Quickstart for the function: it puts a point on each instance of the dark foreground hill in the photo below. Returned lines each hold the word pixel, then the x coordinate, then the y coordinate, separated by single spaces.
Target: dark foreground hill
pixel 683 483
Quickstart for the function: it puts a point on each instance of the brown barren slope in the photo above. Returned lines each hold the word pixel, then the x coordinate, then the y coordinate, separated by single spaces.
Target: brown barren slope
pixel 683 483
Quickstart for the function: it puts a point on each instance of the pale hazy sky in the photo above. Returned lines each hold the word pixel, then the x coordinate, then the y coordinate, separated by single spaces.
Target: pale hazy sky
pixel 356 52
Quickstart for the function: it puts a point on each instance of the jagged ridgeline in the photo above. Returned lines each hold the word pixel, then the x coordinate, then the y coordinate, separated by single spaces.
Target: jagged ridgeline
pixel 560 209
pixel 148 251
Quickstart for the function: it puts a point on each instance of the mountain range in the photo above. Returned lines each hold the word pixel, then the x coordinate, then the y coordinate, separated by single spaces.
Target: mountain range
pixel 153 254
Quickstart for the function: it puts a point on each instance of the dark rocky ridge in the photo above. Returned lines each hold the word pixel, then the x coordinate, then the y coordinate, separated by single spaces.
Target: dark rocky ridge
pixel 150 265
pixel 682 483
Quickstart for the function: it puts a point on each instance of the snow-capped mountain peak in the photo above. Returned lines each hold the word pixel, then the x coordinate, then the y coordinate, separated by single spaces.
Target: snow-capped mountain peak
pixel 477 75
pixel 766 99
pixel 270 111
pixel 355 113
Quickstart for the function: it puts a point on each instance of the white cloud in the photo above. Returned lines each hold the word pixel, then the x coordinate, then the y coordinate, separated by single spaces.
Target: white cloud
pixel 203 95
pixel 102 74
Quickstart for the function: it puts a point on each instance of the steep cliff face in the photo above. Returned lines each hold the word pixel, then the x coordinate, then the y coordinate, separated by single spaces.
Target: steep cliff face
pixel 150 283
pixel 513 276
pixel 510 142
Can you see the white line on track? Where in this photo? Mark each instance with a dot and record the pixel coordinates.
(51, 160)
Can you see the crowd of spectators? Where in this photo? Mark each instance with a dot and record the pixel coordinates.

*-*-*

> _What needs to be done_:
Can you lay out the lines above as a numbered list, leaving out any blank ones?

> _Expected answer_:
1. Quickstart for the function: it puts a point on each instance of the dark foreground hill in the photo below. Returned lines each hold the word pixel, then the x coordinate, then the y coordinate, separated by single spaces.
2. Target: dark foreground hill
3. pixel 683 483
4. Quickstart for the function: it puts a point on each instance of the brown barren slope in the photo above. Returned lines each hold the word pixel, then the x coordinate, then the y coordinate, separated by single spaces.
5. Target: brown barren slope
6. pixel 683 483
7. Quickstart for the function: it puts a point on each instance of the pale hazy sky in the photo above. Returned lines each hold the word pixel, then the x coordinate, then the y coordinate, separated by single spaces.
8. Target: pale hazy sky
9. pixel 356 52
10. Quickstart for the function: it puts a point on each instance of the jagged ridgeline in the photo above. Returned lines each hold the word pixel, then the x coordinate, then the y coordinate, separated by single spaces.
11. Target: jagged ridgeline
12. pixel 560 209
13. pixel 148 251
14. Quickstart for the function: it puts a point on each instance of the mountain range in the photo above. Returned lines each hold the word pixel, then the x coordinate, then the y coordinate, separated by single spaces.
15. Target: mountain range
16. pixel 153 254
17. Quickstart for the function: it puts a point on each instance of the dark rocky ridge in the photo above. Returned lines each hold the word pixel, then the x coordinate, then the y coordinate, separated by single spaces.
18. Target: dark rocky ridge
19. pixel 150 265
20. pixel 682 483
21. Quickstart for the function: it puts a point on each instance of the snow-capped mountain peak in the photo above. Returned lines each hold the word pixel, then the x coordinate, then the y coordinate, separated by single spaces.
22. Target: snow-capped mountain peak
23. pixel 477 75
24. pixel 766 99
25. pixel 270 111
26. pixel 355 113
27. Quickstart for the function: it puts a point on each instance of the white cloud in the photo above. Returned lines each hold the word pixel, then the x coordinate, then the y coordinate, separated by single spaces.
28. Target: white cloud
29. pixel 203 95
30. pixel 102 74
31. Quickstart for the function: it puts a point on each instance of the steep cliff face in the photo above. Returned lines each hold the word pixel, then the x coordinate, then the y coordinate, separated by single spaces.
32. Target: steep cliff face
33. pixel 150 283
34. pixel 513 276
35. pixel 510 142
36. Can you see the white line on track? Where in this photo? Mark each instance with a dot and record the pixel coordinates.
37. (51, 160)
38. Can you see the crowd of spectators? Where in this photo? Mark each instance with a dot and record the pixel coordinates.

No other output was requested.